*** Begin section ***

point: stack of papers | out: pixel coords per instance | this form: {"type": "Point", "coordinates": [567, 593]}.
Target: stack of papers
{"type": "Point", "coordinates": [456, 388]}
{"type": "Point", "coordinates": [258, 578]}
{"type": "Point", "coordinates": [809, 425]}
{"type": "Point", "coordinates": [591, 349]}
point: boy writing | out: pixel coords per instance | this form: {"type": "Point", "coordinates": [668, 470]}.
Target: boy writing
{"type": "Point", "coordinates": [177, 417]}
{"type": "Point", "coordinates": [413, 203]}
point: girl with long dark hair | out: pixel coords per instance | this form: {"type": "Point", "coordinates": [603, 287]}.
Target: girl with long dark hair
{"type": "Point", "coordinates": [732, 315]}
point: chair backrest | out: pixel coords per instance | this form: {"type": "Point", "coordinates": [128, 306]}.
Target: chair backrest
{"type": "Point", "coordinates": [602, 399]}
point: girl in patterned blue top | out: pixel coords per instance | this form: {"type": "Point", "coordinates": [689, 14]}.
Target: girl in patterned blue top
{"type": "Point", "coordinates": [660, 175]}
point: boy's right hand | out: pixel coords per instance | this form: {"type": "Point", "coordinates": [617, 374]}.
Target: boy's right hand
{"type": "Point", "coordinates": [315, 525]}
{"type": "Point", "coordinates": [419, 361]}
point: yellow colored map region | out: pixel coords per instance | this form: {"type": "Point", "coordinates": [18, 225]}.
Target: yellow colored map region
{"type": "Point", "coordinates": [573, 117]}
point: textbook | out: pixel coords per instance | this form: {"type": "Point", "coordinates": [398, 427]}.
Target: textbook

*** End section ***

* _Work item_
All lines from the one with "Target: yellow colored map region" through the end of the records need to be copied exactly, and no other lines.

* _Result for this task_
Target: yellow colored map region
{"type": "Point", "coordinates": [573, 117]}
point: textbook | out: pixel coords per instance | this form: {"type": "Point", "coordinates": [398, 427]}.
Target: textbook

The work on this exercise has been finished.